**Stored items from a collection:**
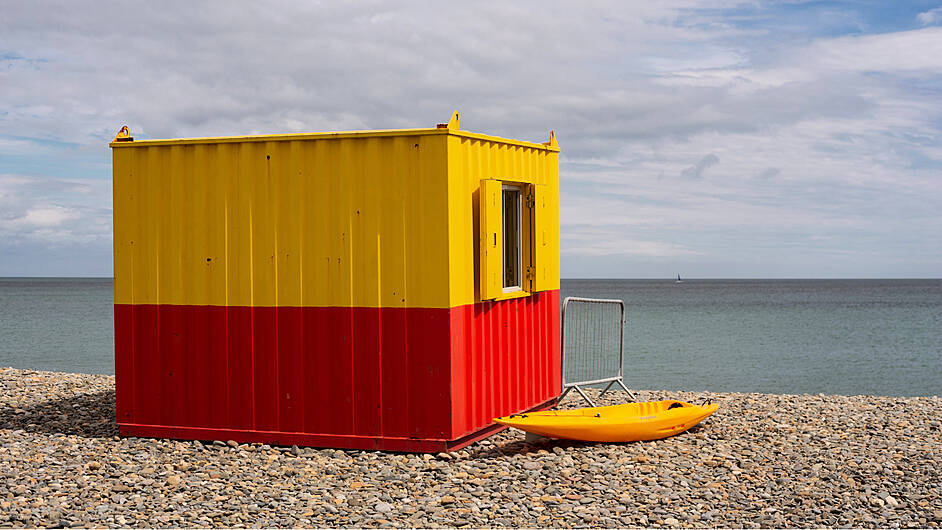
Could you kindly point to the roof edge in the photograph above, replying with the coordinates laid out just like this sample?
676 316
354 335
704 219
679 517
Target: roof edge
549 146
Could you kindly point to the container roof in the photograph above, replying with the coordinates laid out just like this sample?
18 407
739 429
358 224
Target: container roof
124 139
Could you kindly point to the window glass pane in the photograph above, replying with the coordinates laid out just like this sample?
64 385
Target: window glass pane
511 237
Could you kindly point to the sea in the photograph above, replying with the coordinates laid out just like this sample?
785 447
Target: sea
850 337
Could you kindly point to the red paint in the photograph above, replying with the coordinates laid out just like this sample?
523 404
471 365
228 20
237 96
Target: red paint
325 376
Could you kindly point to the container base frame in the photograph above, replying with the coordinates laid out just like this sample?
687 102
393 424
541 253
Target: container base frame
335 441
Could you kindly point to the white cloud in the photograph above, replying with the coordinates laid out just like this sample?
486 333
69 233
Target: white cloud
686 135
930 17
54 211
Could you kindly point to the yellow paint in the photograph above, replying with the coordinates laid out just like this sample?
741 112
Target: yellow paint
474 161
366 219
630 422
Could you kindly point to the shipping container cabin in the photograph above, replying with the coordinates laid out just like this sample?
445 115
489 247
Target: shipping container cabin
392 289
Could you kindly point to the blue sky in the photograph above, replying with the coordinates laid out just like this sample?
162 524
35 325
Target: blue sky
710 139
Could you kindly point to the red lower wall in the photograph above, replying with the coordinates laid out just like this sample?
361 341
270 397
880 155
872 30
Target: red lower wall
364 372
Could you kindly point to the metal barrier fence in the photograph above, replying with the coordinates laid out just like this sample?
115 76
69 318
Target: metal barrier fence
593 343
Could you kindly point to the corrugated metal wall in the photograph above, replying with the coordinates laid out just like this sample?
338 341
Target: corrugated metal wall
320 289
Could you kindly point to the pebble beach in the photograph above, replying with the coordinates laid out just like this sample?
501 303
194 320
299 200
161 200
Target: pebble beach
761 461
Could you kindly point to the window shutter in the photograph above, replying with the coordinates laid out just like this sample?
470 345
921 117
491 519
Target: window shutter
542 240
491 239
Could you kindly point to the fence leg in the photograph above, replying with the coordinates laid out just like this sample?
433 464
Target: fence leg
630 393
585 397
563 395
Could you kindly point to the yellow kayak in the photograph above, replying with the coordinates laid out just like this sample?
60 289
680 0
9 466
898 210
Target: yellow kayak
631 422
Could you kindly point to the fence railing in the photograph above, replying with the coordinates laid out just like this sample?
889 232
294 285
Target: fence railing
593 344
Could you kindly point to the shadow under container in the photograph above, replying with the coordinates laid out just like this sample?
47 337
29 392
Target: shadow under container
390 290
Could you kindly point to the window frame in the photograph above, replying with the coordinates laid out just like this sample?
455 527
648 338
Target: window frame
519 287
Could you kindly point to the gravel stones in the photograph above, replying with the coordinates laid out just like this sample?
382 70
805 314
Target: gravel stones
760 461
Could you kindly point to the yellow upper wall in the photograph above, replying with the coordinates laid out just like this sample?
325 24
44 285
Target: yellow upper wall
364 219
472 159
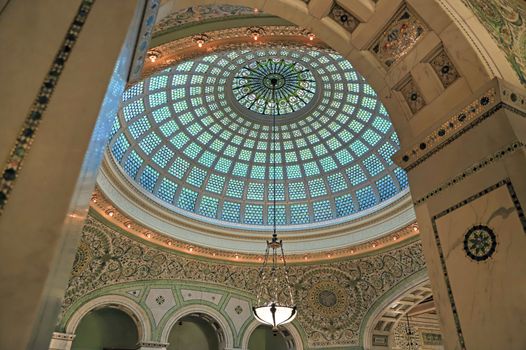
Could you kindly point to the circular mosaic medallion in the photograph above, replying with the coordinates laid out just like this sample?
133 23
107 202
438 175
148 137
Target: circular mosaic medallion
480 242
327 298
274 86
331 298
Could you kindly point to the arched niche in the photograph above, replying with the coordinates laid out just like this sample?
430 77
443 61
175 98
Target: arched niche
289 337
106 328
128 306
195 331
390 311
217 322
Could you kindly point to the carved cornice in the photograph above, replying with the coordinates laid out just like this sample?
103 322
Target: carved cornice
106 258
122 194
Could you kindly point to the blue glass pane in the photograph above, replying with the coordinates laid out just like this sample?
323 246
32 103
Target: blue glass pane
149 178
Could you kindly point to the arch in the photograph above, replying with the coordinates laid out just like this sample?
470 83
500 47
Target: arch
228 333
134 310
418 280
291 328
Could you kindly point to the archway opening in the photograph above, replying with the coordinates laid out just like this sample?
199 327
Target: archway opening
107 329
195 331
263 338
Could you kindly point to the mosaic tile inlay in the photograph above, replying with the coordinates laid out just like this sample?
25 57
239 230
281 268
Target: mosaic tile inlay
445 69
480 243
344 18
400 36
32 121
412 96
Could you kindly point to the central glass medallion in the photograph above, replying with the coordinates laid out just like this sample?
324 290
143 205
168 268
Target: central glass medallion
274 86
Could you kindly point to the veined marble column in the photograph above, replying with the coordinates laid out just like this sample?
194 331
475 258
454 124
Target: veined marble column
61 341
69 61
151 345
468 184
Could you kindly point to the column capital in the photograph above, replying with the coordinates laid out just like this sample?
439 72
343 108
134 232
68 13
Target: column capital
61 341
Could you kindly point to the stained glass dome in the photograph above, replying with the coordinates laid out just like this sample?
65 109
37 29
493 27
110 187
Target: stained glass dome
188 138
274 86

**Objective:** Write out, word for word, the line containing "Could you kindly point to the veined" and every line after it to the end of the data above.

**Expected output:**
Could you kindly point to the veined marble column in the photograph above, replying with the coordinates laid out just like this sample?
194 331
475 258
454 124
Target: veined marble column
61 341
69 61
151 345
468 184
Could you kindly point to the column capital in the photograph above, replying with the coordinates laid out just like this sample?
439 72
343 108
134 232
68 13
Target: column capital
61 341
Could you kindly point to the stained glass dome in the photograph above, replying with the coordinates laid out just like this sample?
65 109
37 29
493 27
110 187
Target: stained glass dome
188 138
274 86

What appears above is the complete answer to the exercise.